[Entries taken from a collection]
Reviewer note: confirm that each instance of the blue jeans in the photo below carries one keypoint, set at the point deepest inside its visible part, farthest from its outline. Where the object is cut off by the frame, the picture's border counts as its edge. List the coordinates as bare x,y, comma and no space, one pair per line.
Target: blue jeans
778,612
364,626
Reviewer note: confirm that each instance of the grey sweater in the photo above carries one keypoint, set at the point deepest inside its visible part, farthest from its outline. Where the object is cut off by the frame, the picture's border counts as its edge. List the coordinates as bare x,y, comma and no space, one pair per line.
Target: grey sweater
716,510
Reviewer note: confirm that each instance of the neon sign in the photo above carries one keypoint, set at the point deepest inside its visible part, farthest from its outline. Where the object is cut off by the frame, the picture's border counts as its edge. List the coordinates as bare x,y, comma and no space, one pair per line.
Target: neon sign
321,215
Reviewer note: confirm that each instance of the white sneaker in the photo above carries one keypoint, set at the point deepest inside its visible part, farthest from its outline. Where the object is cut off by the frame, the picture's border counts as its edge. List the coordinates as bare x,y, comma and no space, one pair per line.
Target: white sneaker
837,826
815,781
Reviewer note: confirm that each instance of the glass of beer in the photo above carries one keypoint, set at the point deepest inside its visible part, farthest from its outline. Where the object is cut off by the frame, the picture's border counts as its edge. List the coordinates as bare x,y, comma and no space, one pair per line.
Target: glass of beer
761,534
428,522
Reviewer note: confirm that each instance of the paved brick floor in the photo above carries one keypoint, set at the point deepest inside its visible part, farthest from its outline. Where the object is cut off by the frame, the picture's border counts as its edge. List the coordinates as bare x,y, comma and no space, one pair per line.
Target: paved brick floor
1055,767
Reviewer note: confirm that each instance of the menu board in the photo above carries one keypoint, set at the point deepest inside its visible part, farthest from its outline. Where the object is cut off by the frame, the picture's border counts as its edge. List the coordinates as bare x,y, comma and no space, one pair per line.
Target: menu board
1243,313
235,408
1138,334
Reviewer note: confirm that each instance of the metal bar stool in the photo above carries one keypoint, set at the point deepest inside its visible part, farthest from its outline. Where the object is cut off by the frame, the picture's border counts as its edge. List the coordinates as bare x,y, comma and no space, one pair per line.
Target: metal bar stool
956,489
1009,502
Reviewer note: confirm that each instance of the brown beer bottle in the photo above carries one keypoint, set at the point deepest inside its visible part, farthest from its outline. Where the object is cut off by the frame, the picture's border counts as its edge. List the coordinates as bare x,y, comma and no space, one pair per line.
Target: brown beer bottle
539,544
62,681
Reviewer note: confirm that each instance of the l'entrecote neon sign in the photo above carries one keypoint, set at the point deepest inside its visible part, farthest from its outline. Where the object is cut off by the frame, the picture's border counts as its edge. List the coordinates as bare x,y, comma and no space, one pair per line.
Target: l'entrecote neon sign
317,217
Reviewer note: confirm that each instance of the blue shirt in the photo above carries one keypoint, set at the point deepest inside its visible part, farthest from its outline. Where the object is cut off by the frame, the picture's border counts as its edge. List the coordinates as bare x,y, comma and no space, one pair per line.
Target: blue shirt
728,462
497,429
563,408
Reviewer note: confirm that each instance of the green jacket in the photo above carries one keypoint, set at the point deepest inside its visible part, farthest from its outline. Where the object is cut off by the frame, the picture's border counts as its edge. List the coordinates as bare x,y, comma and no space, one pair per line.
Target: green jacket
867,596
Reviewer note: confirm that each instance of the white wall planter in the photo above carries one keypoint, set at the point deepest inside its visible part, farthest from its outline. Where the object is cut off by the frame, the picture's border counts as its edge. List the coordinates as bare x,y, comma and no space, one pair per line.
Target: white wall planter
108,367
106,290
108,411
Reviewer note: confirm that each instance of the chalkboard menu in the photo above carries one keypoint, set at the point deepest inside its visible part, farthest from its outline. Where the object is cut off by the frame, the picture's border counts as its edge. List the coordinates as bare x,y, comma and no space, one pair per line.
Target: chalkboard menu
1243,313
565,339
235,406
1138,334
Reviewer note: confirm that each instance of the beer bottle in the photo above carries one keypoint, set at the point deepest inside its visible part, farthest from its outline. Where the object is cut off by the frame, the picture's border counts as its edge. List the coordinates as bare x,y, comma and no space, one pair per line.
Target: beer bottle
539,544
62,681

■ Request: Each entry above is to be printed again exactly.

■ Right answer:
Reviewer note: confirm that each instance of the blue jeans in the photo below carries one keypoint, set at the point deepest inside its visible part, farthest from its outline. Where the object is cut off by the frame, the picture's border counts as its edge. List the coordinates as bare x,y, comma and no space, one pair per line.
Target: blue jeans
778,612
364,626
Reviewer note: confirm that each instance of the grey sweater in the photo above carries one keypoint, set at the point deepest inside its visible part, farthest from its outline. Where the object is cut off by the frame, the picture's border counts as its edge. List the coordinates as bare x,y, comma and no space, one pair per line.
Target: grey sweater
716,510
Reviewer note: confirm that each instance of the neon sign in the photo above carries one keypoint, set at the point deepest inside its visible part, farthest from its outline. Where the object is cut off by the frame, the picture's border counts as its edge. List the coordinates as bare x,y, comma and no space, one pair per line.
Target: neon sign
321,215
Reviewer note: confirm that each instance of the white sneaker in the photo above carries one keypoint, set at the point deepest inside its visible part, farthest from its outline. Where the object is cut off by the frame, the picture's border counts as its edge. List the coordinates as bare x,y, comma and no space, one pair per line.
Target: white sneaker
837,826
815,781
Reviewer note: confirm that each instance of the glass of beer in the photo above carries one keypoint, set at the point deepest inside its visible part, farthest from its outline. Where the object is cut off by the frame, the picture's border counts as its edge. List the coordinates as bare x,y, comma and no space, one pair per line.
Target: glass of beer
761,534
428,522
Reviewer note: confirm that each instance of the paved brick floor in the photo above carries one keypoint, set at the point deepest inside its visible part, farthest from its outline. Where the object is cut off by the frame, the picture's border counts as its edge. List the coordinates as bare x,y, comma and no space, one pair per line.
Target: paved brick floor
1055,767
Reviewer note: confirm that each instance of the menu board in the photo above carries one keypoint, set at the point deepest inside its visible part, farthest from its outline. Where the object is cut off by the frame, the picture's border counts as its edge. List the coordinates as bare x,y, comma and no space, one pair per line.
Target: menu board
1243,313
235,408
1138,334
Reviewer note: confirm that each instance of the metal bar stool in the photo above carries one keypoint, set at the point deepest inside its visible part, farthest from its outline. Where the object is cut off by the frame, the picture's border counts as its edge. List the coordinates as bare x,y, comma and no space, one pair per line.
Target: metal bar stool
956,489
1009,502
Reviewer note: confirm that each instance of the brown beer bottle in the photo above carries one keypoint, set at the point deepest inside its visible part, farthest from its outline. Where the object is cut off by the frame, the picture's border counts as its edge. List the coordinates as bare x,y, comma and no space, one pair per line.
Target: brown beer bottle
539,544
62,681
Reviewer note: confirm that each instance of the l'entrecote neon sign in the photo above carries one keypoint, set at the point deepest inside its visible part, farthest from its outline. Where the object is cut off by the frame, the picture's border counts as its edge. List the coordinates as bare x,y, comma and no space, one pair per line.
Target: l'entrecote neon sign
317,217
Reviewer note: confirm that each instance of the blue shirt in the photo above carries one keypoint, set at the point deepest inside its visible part, farthest from its outline. Where the object is cut off by the frame, the picture's border counts as its edge. List the coordinates as bare x,y, comma and no space, one pair per line.
Target: blue shirt
728,462
497,429
563,408
Reviewer note: confirm that each instance of the green jacket in the photo above carries one keypoint, set at the point deepest inside its visible part, farthest from its outline. Where the object is cut off by the frame, the picture's border counts as its edge. List the coordinates as bare x,y, comma and no space, one pair per line.
Target: green jacket
867,596
Reviewer note: confirm that each instance of the white wall planter in the photo above carries one keypoint, set at the point deepest inside its visible part, farthest from its outline. Where the object is cut off by the frame, the picture's border counts as its edge. List the coordinates as bare x,y, comma and no space, one pair per line.
Target: white wall planter
108,367
106,290
108,411
Reviewer note: confirm that each instance of the chalkboard menu in the photo above carries one keypoint, set at the point deepest inside its visible part, farthest from its outline. Where the object is cut off by the frame, the picture's border counts as its edge. List the coordinates as bare x,y, comma and no space, one pair per line.
Target: chalkboard menu
1243,313
565,339
235,406
1138,334
Reviewer note: confirm that each instance of the beer bottle in the photo above carries one keypoint, set at the point deepest inside its visible part, farthest from its outline. Where the object is cut off by the frame, the picture's border counts as its edge. List the coordinates as bare x,y, comma and no space, one pair per line.
Target: beer bottle
539,544
62,681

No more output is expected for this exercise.